Po wojnie Bandera i inni weterani OUN-B przedstawiali proklamowanie w 1941 r. państwa we Lwowie jako akt antyniemiecki, zaprzeczając, iż OUN była ruchem faszystowskim, a tym samym zakłamując istotny epizod w historii OUN.

Czy aresztowanie przez Niemców Bandery zamyka etap faszystowski w historii OUN?

Po aresztowaniu Bandery w 1941 r. ideologia faszystowska przez cały czas odgrywa istotną rolę w OUN – widać to m.in. podczas kolaboracji ukraińskich policjantów i członków OUN z Niemcami podczas eksterminacji Żydów na Ukrainie Zachodniej. Wymordowano wówczas ok. 800 tys. Żydów – 550 tys. w Galicji Wschodniej oraz 250 tys. na Wołyniu.

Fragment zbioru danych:

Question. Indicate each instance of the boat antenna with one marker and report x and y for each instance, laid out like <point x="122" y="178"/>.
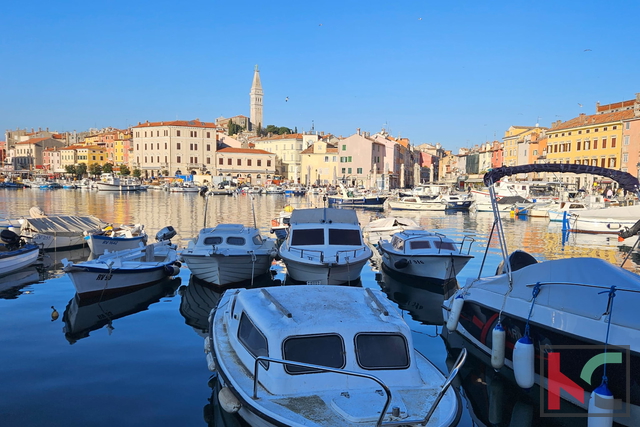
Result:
<point x="253" y="211"/>
<point x="206" y="204"/>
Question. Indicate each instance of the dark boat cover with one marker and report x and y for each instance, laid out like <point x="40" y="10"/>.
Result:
<point x="625" y="179"/>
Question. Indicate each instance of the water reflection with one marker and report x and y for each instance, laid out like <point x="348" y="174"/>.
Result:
<point x="422" y="299"/>
<point x="83" y="316"/>
<point x="496" y="400"/>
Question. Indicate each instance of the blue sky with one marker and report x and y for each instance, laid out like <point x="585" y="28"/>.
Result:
<point x="458" y="73"/>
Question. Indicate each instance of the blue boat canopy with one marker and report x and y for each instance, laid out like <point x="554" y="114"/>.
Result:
<point x="625" y="179"/>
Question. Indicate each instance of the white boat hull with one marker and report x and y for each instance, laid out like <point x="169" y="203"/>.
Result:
<point x="99" y="244"/>
<point x="318" y="273"/>
<point x="223" y="270"/>
<point x="103" y="186"/>
<point x="17" y="260"/>
<point x="438" y="267"/>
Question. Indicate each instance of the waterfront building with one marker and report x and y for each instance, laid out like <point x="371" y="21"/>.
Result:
<point x="28" y="154"/>
<point x="177" y="147"/>
<point x="595" y="139"/>
<point x="287" y="149"/>
<point x="319" y="164"/>
<point x="248" y="165"/>
<point x="630" y="150"/>
<point x="516" y="144"/>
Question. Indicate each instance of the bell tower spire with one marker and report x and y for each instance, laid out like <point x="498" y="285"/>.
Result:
<point x="256" y="101"/>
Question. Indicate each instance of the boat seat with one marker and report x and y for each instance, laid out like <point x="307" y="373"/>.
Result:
<point x="517" y="260"/>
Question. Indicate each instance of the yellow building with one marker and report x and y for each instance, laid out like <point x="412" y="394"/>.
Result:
<point x="320" y="164"/>
<point x="594" y="140"/>
<point x="517" y="142"/>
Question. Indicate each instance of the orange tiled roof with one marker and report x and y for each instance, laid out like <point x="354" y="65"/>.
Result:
<point x="615" y="105"/>
<point x="186" y="123"/>
<point x="242" y="151"/>
<point x="594" y="119"/>
<point x="32" y="141"/>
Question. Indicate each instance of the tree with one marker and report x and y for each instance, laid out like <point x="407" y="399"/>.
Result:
<point x="107" y="168"/>
<point x="81" y="169"/>
<point x="95" y="169"/>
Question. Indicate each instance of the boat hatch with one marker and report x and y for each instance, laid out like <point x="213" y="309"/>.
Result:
<point x="326" y="350"/>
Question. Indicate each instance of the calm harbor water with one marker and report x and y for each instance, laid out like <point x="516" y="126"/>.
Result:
<point x="138" y="359"/>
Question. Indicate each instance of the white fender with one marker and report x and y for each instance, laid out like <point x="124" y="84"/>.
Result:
<point x="454" y="314"/>
<point x="602" y="395"/>
<point x="498" y="337"/>
<point x="523" y="362"/>
<point x="228" y="401"/>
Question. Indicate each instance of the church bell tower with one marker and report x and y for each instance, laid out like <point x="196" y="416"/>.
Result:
<point x="256" y="101"/>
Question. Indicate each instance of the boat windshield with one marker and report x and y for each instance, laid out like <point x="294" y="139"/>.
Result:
<point x="344" y="237"/>
<point x="382" y="351"/>
<point x="325" y="350"/>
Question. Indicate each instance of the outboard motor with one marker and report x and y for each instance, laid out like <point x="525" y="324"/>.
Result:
<point x="11" y="240"/>
<point x="166" y="233"/>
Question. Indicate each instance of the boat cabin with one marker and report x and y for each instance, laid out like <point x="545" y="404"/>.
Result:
<point x="354" y="329"/>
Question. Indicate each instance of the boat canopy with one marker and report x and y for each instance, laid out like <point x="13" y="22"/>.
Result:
<point x="625" y="179"/>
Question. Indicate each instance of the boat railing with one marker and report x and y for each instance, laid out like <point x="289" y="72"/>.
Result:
<point x="401" y="422"/>
<point x="467" y="239"/>
<point x="320" y="254"/>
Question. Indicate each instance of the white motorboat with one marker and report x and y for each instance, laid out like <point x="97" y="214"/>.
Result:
<point x="324" y="356"/>
<point x="184" y="187"/>
<point x="15" y="254"/>
<point x="324" y="246"/>
<point x="61" y="232"/>
<point x="229" y="253"/>
<point x="567" y="208"/>
<point x="110" y="182"/>
<point x="351" y="198"/>
<point x="414" y="203"/>
<point x="116" y="238"/>
<point x="609" y="220"/>
<point x="384" y="228"/>
<point x="425" y="254"/>
<point x="114" y="272"/>
<point x="528" y="311"/>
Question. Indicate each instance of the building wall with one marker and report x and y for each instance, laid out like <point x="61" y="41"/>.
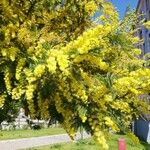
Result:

Zadania do wykonania:
A: Wypisz z fragmentu wszystkie nazwy miast i regionów w takiej formie, w jakiej w nim występują.
B: Przytocz dosłownie część fragmentu od słów „Po wojnie Bandera” aż do słów „tys. na Wołyniu.” włącznie.

Odpowiedzi do zadań:
A: Lwowie, Ukrainie Zachodniej, Galicji Wschodniej, Wołyniu

B:
Po wojnie Bandera i inni weterani OUN-B przedstawiali proklamowanie w 1941 r. państwa we Lwowie jako akt antyniemiecki, zaprzeczając, iż OUN była ruchem faszystowskim, a tym samym zakłamując istotny epizod w historii OUN.

Czy aresztowanie przez Niemców Bandery zamyka etap faszystowski w historii OUN?

Po aresztowaniu Bandery w 1941 r. ideologia faszystowska przez cały czas odgrywa istotną rolę w OUN – widać to m.in. podczas kolaboracji ukraińskich policjantów i członków OUN z Niemcami podczas eksterminacji Żydów na Ukrainie Zachodniej. Wymordowano wówczas ok. 800 tys. Żydów – 550 tys. w Galicji Wschodniej oraz 250 tys. na Wołyniu.